INSTRUCTIONS TO FOLLOW
Images are to be dropped, and the rest of the data reproduced exactly.

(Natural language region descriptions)

◇ ◇ ◇ ◇ ◇

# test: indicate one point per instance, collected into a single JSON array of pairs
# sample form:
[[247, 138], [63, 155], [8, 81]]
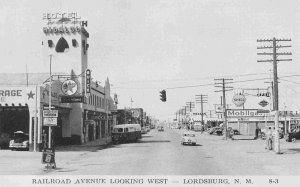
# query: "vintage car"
[[216, 130], [293, 136], [20, 141], [126, 133], [188, 138]]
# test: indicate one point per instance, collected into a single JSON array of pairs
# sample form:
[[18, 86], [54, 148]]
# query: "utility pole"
[[222, 84], [275, 54], [201, 99], [190, 105]]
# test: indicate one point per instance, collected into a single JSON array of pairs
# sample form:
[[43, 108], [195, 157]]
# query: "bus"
[[126, 133]]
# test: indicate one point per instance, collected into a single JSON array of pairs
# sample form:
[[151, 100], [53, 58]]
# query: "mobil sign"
[[239, 99]]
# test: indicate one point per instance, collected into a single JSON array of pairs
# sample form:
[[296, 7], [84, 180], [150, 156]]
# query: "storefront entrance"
[[12, 119]]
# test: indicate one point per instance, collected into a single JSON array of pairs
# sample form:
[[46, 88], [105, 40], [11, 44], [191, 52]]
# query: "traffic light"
[[163, 96]]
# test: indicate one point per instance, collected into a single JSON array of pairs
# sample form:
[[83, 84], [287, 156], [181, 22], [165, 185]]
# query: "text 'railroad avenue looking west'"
[[150, 93]]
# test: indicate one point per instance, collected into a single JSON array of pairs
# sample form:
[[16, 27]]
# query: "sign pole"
[[50, 133]]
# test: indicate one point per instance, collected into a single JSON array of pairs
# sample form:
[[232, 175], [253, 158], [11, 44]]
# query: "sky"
[[145, 46]]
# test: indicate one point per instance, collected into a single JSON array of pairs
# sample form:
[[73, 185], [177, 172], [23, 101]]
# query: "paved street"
[[160, 153]]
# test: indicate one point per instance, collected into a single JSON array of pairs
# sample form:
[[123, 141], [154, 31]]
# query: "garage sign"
[[239, 99]]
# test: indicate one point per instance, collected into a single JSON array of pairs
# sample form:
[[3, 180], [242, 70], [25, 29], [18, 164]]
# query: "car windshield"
[[189, 135]]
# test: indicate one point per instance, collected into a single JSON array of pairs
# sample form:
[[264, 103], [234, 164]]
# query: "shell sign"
[[239, 99]]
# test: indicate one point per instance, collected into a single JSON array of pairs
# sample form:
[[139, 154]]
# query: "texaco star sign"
[[69, 87]]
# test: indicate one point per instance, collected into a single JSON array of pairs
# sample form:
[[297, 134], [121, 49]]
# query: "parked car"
[[160, 128], [126, 133], [20, 141], [263, 132], [144, 130], [188, 138], [216, 130], [293, 136]]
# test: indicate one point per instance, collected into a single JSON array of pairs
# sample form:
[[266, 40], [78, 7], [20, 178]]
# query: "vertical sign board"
[[48, 156], [87, 83]]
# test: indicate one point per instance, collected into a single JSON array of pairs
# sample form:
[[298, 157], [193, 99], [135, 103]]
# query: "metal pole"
[[202, 111], [224, 108], [50, 133], [276, 138]]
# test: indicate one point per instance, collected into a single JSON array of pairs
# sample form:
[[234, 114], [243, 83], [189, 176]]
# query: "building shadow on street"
[[154, 141], [147, 136], [82, 148], [291, 151]]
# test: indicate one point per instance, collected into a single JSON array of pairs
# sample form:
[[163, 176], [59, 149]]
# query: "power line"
[[210, 84]]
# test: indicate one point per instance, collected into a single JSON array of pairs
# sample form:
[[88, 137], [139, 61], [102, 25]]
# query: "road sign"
[[50, 121], [50, 113], [263, 103], [71, 99], [48, 156]]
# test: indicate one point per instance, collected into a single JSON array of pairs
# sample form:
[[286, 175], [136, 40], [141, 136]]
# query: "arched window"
[[62, 46]]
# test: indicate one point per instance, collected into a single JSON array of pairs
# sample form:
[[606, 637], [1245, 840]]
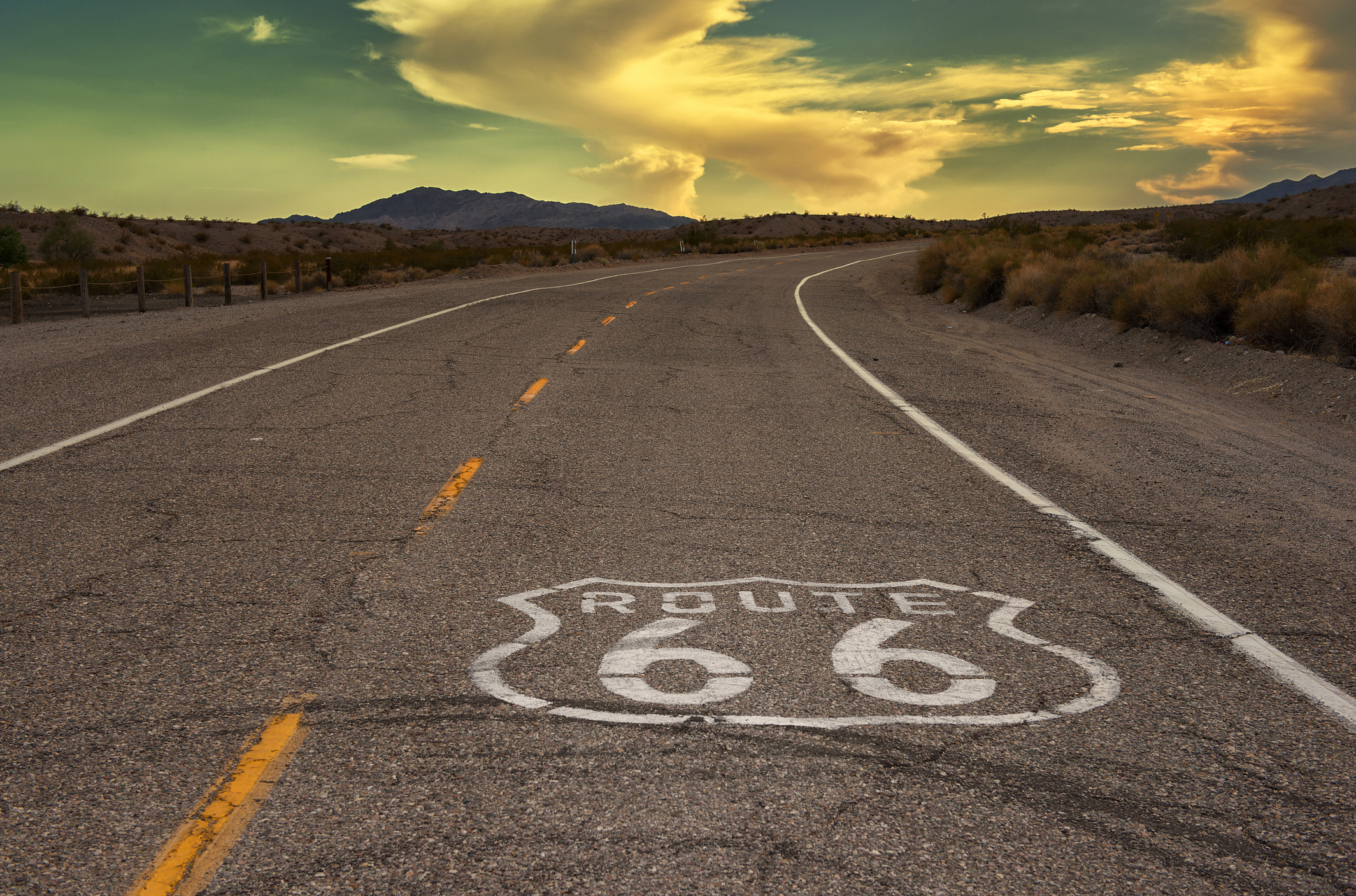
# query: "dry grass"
[[1268, 294]]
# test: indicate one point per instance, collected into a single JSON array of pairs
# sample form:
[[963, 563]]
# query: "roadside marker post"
[[15, 297]]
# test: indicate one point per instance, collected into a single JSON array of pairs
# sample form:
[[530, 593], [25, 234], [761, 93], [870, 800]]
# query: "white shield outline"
[[1104, 683]]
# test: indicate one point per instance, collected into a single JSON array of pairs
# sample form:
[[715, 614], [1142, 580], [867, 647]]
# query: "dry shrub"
[[1279, 315], [1333, 313]]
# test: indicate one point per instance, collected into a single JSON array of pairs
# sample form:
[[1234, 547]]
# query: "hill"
[[1283, 188], [434, 209]]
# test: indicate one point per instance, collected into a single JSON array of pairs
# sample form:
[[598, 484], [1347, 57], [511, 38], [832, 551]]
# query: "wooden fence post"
[[15, 297]]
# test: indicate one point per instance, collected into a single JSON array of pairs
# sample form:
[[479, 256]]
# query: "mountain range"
[[1294, 187], [434, 209]]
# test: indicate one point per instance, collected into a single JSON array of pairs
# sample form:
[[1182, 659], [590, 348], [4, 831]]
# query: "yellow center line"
[[187, 862], [446, 498]]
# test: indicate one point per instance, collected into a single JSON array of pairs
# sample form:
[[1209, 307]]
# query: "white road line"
[[1278, 665], [169, 406]]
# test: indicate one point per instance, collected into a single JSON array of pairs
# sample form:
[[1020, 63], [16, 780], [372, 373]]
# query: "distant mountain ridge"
[[436, 209], [1294, 187]]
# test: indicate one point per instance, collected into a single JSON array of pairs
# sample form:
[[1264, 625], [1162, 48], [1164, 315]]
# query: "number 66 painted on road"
[[857, 658]]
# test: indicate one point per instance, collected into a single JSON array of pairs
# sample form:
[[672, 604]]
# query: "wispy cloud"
[[1054, 99], [258, 30], [1206, 185], [655, 97], [1087, 122], [377, 162]]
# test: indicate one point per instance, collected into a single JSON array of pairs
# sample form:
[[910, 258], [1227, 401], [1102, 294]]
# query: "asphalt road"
[[781, 639]]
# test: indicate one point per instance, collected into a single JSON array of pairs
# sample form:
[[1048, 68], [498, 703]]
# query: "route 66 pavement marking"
[[855, 623]]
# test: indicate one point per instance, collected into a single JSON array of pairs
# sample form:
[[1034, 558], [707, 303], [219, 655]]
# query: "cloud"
[[657, 97], [377, 162], [1204, 185], [1054, 99], [1095, 121], [258, 30], [1293, 86], [666, 178]]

◇ ◇ ◇ ◇ ◇

EXERCISE ANSWER
# test: indicate one point per instance, collected into a single JSON array of pairs
# sample form:
[[247, 138], [63, 155], [8, 81]]
# query: "vintage car"
[[216, 130], [293, 136], [20, 141], [126, 133], [188, 138]]
# test: indicate one point per instance, collected into a single JSON array of pairs
# sample form:
[[18, 86], [54, 148]]
# query: "utility pole"
[[222, 84], [275, 54], [201, 99], [190, 105]]
# test: indicate one point per instance, collected into a single JSON array of pairs
# sample form:
[[43, 108], [195, 157]]
# query: "bus"
[[126, 133]]
# test: indicate one point per instance, collected into a single JSON array of pairs
# sample form:
[[151, 100], [53, 58]]
# query: "mobil sign"
[[239, 99]]
# test: indicate one point per instance, collected into a single JSON array of pairs
# sample form:
[[296, 7], [84, 180], [150, 156]]
# query: "storefront entrance"
[[12, 119]]
# test: indicate one point per instance, collected into a single JSON array of pairs
# sample form:
[[46, 88], [105, 40], [11, 44], [191, 52]]
# query: "traffic light"
[[163, 96]]
# test: indicate one point per instance, collected into a single JSON array of pairs
# sample form:
[[83, 84], [287, 156], [181, 22], [165, 185]]
# query: "text 'railroad avenue looking west'"
[[150, 93]]
# test: indicate one point per instance, collected into a single JSON array of pairs
# sample form:
[[16, 27]]
# query: "sign pole"
[[50, 133]]
# test: indicate one point per instance, collected into a single JSON array of pairs
# sample form:
[[232, 175], [253, 158], [11, 44]]
# query: "sky"
[[145, 46]]
# test: indicate one point per instance, collected into a single JSON array of pairs
# sample form:
[[73, 185], [177, 172], [23, 101]]
# query: "paved street"
[[160, 153]]
# test: indicate one point per instance, collected into a single JSON array of pairs
# sample form:
[[123, 141], [154, 31]]
# query: "garage sign"
[[239, 99]]
# test: indicate one point per instance, collected into a single JSON array of pairs
# sample form:
[[3, 180], [242, 70], [25, 29], [18, 164]]
# query: "car windshield"
[[189, 135]]
# test: indicate one point per instance, collected into a single JSON array of pairs
# sample form:
[[264, 103], [234, 164]]
# query: "shell sign"
[[239, 99]]
# test: indicate one point per instance, collected into a single JSON array of pairs
# sample form:
[[139, 154]]
# query: "texaco star sign"
[[69, 87]]
# test: indicate one point per instance, collected into a single JSON array of pairs
# sample form:
[[297, 134], [121, 49]]
# query: "parked car"
[[160, 128], [126, 133], [20, 141], [263, 132], [144, 130], [188, 138], [216, 130], [293, 136]]
# test: indicate one point per instance, collected into a single JSON array of pairs
# sample form:
[[266, 40], [78, 7], [20, 178]]
# query: "vertical sign board"
[[48, 156], [87, 83]]
# test: indicate one point per instance, collected into a single JSON array of pairs
# sample form:
[[298, 157], [193, 99], [135, 103]]
# query: "metal pole"
[[202, 111], [224, 108], [50, 133], [276, 138]]
# test: indicate one point per instance, collected into a single JSON array of pairs
# sample form:
[[234, 114], [243, 83], [189, 176]]
# query: "building shadow on street"
[[154, 141], [147, 136], [82, 148], [291, 151]]
# test: indicate one point per instance, collected into a single JSON array of pairs
# sample form:
[[163, 176], [59, 149]]
# query: "power line"
[[210, 84]]
# test: indicate one point per instance, collected into a single JSON array of pairs
# sample form:
[[88, 137], [139, 61], [102, 25]]
# query: "road sign"
[[50, 121], [50, 113], [263, 103], [71, 99], [48, 156]]
# test: indicate one point per instance, collected into a single JSON array of pairs
# sample form:
[[286, 175], [136, 40], [141, 136]]
# query: "arched window"
[[62, 46]]
# test: indicate one point per instance, collected into a single JSON array of pairs
# sample form:
[[606, 637], [1245, 840]]
# query: "dry grass"
[[1268, 294]]
# test: indicate one point per instance, collected into a single JSON array of pairs
# sample form:
[[963, 563]]
# query: "roadside marker post"
[[15, 297]]
# test: indicate one point per instance, collected into a single JSON array of pairs
# sample form:
[[530, 593], [25, 234], [761, 93], [870, 800]]
# query: "white shield outline"
[[1104, 683]]
# test: indicate one point per instance, collected into a single JSON array of pairs
# sample form:
[[715, 614], [1142, 580], [867, 647]]
# query: "dry shrub"
[[1279, 315], [1333, 313]]
# test: indicate one point per instance, collected into a single JSON array of pairs
# sample form:
[[1234, 547]]
# query: "hill"
[[1283, 188], [434, 209]]
# test: indicate one point per instance, collected into a single JSON array of pairs
# sample form:
[[598, 484], [1347, 57], [511, 38], [832, 551]]
# query: "wooden fence post"
[[15, 297]]
# test: indicate one point per instance, collected into a single JSON array of pairs
# sample form:
[[479, 256]]
# query: "mountain range"
[[1294, 187], [434, 209]]
# test: indicate one point per instance, collected into a single JSON array of pairs
# sample form:
[[1182, 659], [590, 348], [4, 831]]
# query: "yellow center line"
[[187, 862], [446, 498]]
# test: indicate one point per instance, collected into a single JSON array of pairs
# sample form:
[[1209, 307]]
# query: "white road line"
[[1278, 665], [169, 406]]
# test: indicate one point per instance, collected into a single JSON array of pairs
# sample form:
[[1020, 63], [16, 780], [372, 373]]
# query: "distant mountain ridge"
[[436, 209], [1294, 187]]
# test: indicate one point per instance, collected into a single JSON array of pairs
# sample form:
[[1264, 625], [1162, 48], [1164, 315]]
# query: "number 66 painted on road"
[[857, 658]]
# test: indicate one point per instance, collected into a single JSON array of pairs
# sample form:
[[672, 604]]
# query: "wispy cloud"
[[1054, 99], [258, 30], [1206, 185], [655, 97], [1087, 122], [377, 162]]
# test: indicate one point per instance, collected into a single JSON array of pairs
# sample form:
[[910, 258], [1227, 401], [1102, 294]]
# query: "asphalt road"
[[781, 639]]
# test: indicate one point per instance, collected into a single JSON array of pairs
# sample form:
[[1048, 68], [498, 703]]
# query: "route 66 pavement marking"
[[855, 623]]
# test: indicate one point per instance, collected into a single JSON array of pairs
# sample form:
[[1034, 558], [707, 303], [219, 655]]
# query: "cloud"
[[657, 97], [377, 162], [1204, 185], [1054, 99], [1095, 121], [258, 30], [1293, 86], [666, 178]]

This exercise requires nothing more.